Please reproduce, word for word, the lines between the one holding "Inspect the frame above and report where the white metal" and the one holding "[245,0,531,427]", inclusive.

RECORDS SUPPLIED =
- - - - - - -
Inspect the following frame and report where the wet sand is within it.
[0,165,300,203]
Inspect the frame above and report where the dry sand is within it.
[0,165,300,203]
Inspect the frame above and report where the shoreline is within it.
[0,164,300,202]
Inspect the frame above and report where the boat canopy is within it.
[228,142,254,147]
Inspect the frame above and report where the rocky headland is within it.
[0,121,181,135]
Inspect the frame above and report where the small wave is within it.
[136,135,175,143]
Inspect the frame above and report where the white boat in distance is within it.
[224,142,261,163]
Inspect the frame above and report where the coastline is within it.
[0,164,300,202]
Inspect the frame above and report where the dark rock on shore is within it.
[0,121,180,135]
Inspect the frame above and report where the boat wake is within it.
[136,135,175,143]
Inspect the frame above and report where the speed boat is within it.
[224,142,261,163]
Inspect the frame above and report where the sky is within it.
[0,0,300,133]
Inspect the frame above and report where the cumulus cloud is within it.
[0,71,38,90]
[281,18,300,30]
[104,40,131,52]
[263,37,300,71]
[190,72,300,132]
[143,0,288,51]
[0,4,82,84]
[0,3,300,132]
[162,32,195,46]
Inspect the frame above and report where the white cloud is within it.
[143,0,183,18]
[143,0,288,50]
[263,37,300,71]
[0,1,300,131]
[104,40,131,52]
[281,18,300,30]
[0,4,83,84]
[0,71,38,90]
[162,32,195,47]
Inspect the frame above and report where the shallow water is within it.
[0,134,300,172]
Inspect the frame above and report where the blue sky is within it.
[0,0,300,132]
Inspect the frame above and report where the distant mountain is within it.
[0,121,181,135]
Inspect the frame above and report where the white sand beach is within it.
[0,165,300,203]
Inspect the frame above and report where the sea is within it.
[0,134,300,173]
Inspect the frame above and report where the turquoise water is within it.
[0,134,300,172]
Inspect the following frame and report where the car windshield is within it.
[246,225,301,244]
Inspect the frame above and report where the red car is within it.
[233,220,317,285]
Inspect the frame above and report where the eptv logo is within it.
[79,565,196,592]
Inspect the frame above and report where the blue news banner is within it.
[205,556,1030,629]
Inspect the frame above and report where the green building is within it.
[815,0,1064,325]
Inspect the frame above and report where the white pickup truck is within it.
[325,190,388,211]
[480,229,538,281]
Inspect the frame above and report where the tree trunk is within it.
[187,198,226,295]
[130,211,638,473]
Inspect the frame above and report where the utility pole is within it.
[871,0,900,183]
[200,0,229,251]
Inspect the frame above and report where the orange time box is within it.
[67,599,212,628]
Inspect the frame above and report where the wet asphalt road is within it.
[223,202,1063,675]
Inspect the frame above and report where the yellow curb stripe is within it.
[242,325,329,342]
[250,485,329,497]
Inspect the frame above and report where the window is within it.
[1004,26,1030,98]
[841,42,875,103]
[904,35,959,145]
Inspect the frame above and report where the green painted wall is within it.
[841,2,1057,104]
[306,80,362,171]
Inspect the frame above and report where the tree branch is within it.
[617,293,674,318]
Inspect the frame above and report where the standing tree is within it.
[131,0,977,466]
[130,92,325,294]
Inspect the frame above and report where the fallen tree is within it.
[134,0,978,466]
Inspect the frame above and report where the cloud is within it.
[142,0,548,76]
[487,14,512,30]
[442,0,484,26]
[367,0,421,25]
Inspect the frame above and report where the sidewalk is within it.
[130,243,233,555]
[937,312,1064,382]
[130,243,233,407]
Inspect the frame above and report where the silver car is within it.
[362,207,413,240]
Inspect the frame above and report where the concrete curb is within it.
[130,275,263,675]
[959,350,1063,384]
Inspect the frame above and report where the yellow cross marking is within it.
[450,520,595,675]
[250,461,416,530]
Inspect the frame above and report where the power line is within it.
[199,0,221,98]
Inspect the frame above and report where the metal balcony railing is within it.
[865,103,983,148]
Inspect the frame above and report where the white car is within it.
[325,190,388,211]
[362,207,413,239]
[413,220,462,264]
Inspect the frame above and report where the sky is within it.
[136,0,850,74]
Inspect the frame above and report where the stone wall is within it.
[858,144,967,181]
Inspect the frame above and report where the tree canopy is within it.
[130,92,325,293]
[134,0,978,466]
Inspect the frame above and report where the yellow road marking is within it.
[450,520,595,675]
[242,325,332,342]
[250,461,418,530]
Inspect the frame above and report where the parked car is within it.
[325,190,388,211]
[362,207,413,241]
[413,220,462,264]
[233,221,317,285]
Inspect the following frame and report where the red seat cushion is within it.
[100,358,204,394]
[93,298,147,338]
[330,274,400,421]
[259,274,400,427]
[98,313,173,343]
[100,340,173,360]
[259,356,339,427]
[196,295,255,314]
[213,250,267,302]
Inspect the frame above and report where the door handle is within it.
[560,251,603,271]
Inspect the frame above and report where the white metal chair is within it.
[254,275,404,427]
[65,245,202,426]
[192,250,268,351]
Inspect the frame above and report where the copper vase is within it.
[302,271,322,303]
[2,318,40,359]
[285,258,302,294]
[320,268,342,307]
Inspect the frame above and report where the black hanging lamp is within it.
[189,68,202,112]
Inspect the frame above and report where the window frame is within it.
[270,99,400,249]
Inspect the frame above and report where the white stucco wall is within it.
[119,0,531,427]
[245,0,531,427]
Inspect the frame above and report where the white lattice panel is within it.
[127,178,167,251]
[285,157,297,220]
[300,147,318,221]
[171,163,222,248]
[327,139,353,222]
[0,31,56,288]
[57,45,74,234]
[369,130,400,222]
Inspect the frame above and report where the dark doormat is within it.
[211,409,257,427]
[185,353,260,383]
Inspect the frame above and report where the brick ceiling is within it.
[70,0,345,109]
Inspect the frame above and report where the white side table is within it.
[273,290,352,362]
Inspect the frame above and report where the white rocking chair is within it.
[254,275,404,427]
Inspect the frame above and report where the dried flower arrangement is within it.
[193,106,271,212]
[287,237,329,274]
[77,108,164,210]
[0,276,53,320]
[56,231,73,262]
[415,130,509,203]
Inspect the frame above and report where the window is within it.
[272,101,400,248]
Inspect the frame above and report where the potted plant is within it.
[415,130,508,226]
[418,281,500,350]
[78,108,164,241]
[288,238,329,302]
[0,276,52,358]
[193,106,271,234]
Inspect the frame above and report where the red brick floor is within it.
- - - - - - -
COMPLETE RESPONSE =
Inspect the frame above and report where the white metal chair is within it.
[254,275,404,427]
[65,245,202,426]
[192,250,268,351]
Inspect the frame above and report where the copper vase is within it.
[302,271,322,303]
[2,318,40,359]
[285,258,302,294]
[320,268,342,307]
Inspect the frame above and report where the black hanging lamp is within it.
[189,68,202,112]
Inspect the frame above and report where the window frame is within it.
[270,99,400,249]
Inspect the frame above and report where the white stucco wall is within it.
[119,0,531,427]
[245,0,531,427]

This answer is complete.